--- EXERCISE PASSAGE Enclosed Below ---

US 11,718,873 B2
Correcting for deamination-induced sequence errors
Marcin Sikora, Redwood City, CA (US); Andrew Kennedy, San Diego, CA (US); Ariel Jaimovich, Redwood City, CA (US); Darya Chudova, San Jose, CA (US); and Stephen Fairclough, Redwood City, CA (US)
Assigned to Guardant Health, Inc., Palo Alto, CA (US)
Filed by GUARDANT HEALTH, INC., Redwood City, CA (US)
Filed on Mar. 23, 2021, as Appl. No. 17/210,202.
Application 17/210,202 is a continuation of application No. 16/866,252, filed on May 4, 2020, granted, now 11,008,616.
Application 16/866,252 is a continuation of application No. PCT/US2018/059056, filed on Nov. 2, 2018.
Claims priority of provisional application 62/581,609, filed on Nov. 3, 2017.
Prior Publication US 2021/0395816 A1, Dec. 23, 2021
This patent is subject to a terminal disclaimer.
Int. Cl. C12Q 1/6874 (2018.01); C12Q 1/6806 (2018.01); C12Q 1/6869 (2018.01)

--- End of Enclosed EXERCISE PASSAGE ---
--- DATA EXTRACTS Enclosed Below ---

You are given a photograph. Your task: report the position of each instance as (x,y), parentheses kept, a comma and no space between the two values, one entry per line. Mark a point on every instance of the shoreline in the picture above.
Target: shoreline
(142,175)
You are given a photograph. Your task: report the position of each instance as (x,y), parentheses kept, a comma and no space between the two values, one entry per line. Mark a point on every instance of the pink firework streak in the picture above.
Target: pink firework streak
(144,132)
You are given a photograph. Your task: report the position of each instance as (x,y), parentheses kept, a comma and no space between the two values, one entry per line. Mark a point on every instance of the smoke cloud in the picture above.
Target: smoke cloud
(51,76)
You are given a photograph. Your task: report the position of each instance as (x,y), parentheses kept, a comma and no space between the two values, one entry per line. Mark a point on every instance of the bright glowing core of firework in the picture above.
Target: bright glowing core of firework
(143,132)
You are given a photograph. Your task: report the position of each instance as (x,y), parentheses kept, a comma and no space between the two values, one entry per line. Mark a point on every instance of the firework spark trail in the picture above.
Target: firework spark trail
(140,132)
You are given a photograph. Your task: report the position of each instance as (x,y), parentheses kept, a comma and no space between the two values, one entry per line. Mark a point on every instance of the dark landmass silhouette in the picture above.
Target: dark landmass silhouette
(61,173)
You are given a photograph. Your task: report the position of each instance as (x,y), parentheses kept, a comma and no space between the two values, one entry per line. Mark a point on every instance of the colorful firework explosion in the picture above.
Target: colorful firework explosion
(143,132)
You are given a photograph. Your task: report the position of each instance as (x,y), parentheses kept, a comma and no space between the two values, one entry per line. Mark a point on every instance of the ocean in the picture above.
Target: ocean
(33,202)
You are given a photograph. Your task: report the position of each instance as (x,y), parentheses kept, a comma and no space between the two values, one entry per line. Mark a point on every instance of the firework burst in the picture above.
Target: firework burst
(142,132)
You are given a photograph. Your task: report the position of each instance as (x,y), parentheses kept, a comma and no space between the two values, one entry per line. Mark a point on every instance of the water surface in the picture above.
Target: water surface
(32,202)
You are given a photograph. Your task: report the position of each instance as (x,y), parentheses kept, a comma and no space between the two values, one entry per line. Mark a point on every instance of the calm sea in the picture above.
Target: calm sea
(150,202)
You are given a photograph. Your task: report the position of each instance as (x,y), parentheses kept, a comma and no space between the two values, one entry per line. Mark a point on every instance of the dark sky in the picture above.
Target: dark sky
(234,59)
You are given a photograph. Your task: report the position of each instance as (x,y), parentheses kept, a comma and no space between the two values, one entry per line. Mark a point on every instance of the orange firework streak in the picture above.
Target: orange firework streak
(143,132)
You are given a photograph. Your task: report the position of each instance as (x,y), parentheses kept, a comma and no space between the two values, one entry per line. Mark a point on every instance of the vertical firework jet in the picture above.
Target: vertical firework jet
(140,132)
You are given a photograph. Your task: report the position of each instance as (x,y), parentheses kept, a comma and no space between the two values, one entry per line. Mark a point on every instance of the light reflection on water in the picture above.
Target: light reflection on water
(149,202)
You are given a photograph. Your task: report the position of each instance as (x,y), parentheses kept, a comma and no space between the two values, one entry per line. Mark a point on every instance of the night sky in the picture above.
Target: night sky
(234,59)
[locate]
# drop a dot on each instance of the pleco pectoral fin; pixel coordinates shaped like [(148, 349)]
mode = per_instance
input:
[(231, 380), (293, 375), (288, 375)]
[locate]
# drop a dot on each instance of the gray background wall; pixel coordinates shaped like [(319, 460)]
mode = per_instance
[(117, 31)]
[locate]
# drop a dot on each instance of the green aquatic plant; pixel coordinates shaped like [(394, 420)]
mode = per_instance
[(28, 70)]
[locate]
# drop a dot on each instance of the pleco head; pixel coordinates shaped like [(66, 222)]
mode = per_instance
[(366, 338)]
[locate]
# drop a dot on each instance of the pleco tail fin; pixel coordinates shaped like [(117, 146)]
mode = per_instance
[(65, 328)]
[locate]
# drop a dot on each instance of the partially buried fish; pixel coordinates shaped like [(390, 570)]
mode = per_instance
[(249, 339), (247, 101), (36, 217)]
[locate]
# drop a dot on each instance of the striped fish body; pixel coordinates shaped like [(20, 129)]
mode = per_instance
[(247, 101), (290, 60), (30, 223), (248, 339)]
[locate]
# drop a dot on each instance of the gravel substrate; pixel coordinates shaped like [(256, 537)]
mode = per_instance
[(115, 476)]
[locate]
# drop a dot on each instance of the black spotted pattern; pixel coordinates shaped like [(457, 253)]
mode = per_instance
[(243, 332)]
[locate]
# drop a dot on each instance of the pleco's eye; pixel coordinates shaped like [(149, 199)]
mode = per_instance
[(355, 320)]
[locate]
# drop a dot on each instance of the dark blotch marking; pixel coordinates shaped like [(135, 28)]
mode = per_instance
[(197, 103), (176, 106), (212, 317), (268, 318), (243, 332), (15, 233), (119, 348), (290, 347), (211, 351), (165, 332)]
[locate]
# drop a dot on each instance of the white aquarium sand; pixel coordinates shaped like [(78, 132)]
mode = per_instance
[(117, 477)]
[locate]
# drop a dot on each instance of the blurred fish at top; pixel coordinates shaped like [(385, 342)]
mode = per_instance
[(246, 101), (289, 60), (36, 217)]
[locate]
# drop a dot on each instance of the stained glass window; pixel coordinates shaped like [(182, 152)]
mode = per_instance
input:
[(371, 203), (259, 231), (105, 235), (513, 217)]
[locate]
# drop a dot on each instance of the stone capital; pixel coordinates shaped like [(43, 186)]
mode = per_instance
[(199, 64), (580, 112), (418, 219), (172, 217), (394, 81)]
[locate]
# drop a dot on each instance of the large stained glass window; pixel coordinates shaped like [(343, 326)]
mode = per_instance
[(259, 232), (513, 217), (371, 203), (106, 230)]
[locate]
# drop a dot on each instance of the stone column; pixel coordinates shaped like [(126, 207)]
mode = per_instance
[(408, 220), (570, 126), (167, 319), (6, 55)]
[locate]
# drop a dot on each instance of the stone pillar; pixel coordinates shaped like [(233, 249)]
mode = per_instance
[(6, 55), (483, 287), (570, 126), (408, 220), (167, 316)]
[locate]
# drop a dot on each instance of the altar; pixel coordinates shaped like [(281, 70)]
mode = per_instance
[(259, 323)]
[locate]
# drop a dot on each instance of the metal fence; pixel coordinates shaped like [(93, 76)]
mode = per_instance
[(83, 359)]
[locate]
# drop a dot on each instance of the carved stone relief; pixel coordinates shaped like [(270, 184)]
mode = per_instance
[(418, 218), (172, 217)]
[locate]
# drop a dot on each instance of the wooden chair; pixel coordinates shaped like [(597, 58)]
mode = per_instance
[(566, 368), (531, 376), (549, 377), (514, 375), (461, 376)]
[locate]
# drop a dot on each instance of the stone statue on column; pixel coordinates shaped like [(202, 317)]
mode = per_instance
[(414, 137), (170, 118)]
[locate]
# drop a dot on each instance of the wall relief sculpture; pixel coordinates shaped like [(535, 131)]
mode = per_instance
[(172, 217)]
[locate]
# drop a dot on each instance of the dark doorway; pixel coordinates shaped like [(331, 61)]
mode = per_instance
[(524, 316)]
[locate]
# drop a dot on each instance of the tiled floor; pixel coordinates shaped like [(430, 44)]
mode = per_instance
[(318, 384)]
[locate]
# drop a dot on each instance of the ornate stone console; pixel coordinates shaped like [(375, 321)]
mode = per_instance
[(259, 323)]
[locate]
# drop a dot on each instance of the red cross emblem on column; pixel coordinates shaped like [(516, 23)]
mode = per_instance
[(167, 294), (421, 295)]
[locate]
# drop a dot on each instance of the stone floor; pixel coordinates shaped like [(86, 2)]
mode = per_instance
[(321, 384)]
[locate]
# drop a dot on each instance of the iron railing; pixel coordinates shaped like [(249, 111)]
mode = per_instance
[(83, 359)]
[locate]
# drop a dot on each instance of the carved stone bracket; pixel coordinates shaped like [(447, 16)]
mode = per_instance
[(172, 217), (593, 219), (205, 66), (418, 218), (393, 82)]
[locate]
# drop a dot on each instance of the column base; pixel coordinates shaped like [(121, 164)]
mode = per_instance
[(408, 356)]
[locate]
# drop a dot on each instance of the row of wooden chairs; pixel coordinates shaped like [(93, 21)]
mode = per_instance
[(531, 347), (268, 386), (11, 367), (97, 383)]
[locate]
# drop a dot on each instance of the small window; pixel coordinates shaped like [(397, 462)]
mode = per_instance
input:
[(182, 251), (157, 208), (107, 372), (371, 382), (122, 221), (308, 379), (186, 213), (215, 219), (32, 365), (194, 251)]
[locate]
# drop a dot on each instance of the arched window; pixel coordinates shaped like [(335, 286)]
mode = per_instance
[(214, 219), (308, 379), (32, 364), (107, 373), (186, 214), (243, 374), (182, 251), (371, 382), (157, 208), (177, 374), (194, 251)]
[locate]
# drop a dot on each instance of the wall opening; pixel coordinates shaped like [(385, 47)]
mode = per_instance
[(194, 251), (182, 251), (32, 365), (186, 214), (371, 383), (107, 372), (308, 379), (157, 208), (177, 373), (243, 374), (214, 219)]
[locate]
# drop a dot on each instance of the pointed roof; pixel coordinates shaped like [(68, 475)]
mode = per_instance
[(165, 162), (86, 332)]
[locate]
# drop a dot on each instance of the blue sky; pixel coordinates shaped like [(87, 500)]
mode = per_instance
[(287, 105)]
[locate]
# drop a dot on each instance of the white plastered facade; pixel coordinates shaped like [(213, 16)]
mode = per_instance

--- End of Enclosed DATA EXTRACTS ---

▸ **QUESTIONS ON THE MATERIAL**
1. In the patent listing, what is the Spanish translation of the sentence "This patent is subject to a terminal disclaimer."?
2. Could you duplicate the part of the patent listing that begins at the words "Filed on Mar." and stops after "a terminal disclaimer."?

▸ **EXERCISE RESPONSES**
1. Esta patente está sujeta a una renuncia terminal.

2.
Filed on Mar. 23, 2021, as Appl. No. 17/210,202.
Application 17/210,202 is a continuation of application No. 16/866,252, filed on May 4, 2020, granted, now 11,008,616.
Application 16/866,252 is a continuation of application No. PCT/US2018/059056, filed on Nov. 2, 2018.
Claims priority of provisional application 62/581,609, filed on Nov. 3, 2017.
Prior Publication US 2021/0395816 A1, Dec. 23, 2021
This patent is subject to a terminal disclaimer.